- Exercises to complete:
- a) According to the passage about the Belfast Rock Choir, when had the writer last sung in a choir before joining it?
- b) From the passage about the Belfast Rock Choir, copy the text word for word, starting at "WHEN I first" and ending at "was quietly excited.".

- Source passage:

------------------------------------------------------------

WHEN I first walked through the doors to rehearse with the Belfast Rock Choir, I wasn’t entirely sure what to expect. Part of me felt like a nervous schoolboy again, waiting to find my place amongst strangers, while another part of me was quietly excited.

It had been many decades since I last sang in a choir, back in the 1960s in fact, when I was a Clonard choirboy. Those memories are warm and precious: the discipline of rehearsals, the smell of old hymn books, the thrill of filling Clonard, with sound that seemed larger than any one of us could produce alone. Returning to the Rock Choir now, in a very different stage of my life, brought with it a mixture of nostalgia and discovery.

From the very first session, what struck me was the warmth of the welcome. The Belfast Rock Choir is not about auditions, judgement, or competition; it’s about people coming together with open hearts and voices. Within minutes, I was no longer a newcomer but part of something greater, a community bound by rhythm, harmony, and laughter. Singing shoulder to shoulder with others, I felt that same sense of belonging I had known as a boy, but this time enriched by the knowledge of how precious connection is in adult life.

------------------------------------------------------------

Referring expression pointing data:
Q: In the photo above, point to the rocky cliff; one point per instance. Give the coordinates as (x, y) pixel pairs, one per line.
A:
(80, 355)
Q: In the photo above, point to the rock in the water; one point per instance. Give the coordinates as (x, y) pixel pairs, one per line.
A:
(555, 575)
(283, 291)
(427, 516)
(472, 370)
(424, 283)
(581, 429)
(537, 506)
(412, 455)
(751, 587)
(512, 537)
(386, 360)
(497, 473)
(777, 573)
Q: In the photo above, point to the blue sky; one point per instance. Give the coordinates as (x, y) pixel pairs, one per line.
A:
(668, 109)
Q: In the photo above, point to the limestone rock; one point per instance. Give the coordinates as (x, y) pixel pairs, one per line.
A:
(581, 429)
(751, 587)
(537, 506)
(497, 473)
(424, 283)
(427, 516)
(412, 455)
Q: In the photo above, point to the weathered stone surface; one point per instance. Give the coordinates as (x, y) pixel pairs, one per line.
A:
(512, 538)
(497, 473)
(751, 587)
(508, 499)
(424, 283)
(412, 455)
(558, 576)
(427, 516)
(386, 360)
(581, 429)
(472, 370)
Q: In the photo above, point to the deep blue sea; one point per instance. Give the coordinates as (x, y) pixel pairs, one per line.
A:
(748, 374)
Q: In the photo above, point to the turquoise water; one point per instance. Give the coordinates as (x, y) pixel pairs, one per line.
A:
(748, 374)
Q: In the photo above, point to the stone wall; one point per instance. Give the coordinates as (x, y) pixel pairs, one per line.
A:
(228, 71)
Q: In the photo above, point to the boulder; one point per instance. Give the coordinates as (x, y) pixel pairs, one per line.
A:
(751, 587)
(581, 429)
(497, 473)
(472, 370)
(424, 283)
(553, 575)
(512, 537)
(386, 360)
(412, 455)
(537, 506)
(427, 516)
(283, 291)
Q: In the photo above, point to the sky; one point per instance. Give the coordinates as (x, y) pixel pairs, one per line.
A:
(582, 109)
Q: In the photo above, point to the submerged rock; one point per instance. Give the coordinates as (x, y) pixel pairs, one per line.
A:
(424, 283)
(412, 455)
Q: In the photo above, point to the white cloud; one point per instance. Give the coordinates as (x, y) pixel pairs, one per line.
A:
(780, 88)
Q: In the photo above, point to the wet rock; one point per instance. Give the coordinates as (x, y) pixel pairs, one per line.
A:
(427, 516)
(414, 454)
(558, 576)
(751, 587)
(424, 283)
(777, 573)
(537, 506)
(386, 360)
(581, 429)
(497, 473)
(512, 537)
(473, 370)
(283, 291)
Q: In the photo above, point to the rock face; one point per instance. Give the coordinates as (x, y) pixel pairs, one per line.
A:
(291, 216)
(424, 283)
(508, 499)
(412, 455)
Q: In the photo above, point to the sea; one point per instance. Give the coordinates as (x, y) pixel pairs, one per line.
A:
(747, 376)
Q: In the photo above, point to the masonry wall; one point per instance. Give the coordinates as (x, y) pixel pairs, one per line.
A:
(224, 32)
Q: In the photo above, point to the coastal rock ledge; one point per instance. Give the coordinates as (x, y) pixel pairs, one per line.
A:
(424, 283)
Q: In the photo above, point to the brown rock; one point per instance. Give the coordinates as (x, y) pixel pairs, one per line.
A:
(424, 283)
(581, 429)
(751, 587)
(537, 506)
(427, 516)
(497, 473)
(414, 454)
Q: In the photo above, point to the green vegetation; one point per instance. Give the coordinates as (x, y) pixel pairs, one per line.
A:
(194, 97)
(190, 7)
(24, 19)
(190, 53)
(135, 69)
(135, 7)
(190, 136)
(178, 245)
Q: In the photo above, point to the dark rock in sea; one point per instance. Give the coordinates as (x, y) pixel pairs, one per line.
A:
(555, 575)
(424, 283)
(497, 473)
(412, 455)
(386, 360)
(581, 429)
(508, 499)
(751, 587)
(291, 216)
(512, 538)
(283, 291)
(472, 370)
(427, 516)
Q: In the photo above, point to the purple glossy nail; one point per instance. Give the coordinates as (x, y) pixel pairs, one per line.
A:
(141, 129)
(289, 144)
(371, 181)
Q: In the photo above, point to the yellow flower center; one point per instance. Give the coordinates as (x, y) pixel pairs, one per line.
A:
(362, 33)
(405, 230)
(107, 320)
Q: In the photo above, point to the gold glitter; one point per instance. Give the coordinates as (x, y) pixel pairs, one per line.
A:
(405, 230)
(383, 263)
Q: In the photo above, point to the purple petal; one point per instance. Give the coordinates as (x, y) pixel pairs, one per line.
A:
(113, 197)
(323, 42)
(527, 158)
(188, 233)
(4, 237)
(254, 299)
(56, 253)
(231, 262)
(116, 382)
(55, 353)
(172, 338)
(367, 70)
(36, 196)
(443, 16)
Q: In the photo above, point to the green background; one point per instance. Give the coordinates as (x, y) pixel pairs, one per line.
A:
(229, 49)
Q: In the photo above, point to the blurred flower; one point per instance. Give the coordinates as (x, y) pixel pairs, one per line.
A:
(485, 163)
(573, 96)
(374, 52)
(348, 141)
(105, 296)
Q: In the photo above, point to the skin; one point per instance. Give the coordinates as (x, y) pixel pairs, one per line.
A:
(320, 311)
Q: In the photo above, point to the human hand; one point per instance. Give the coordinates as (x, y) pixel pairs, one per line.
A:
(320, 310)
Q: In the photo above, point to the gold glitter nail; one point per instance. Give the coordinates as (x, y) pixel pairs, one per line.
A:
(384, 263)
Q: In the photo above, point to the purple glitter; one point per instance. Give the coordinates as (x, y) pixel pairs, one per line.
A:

------------------------------------------------------------

- Responses in order:
- a) In the 1960s, as a Clonard choirboy.

- b)
WHEN I first walked through the doors to rehearse with the Belfast Rock Choir, I wasn’t entirely sure what to expect. Part of me felt like a nervous schoolboy again, waiting to find my place amongst strangers, while another part of me was quietly excited.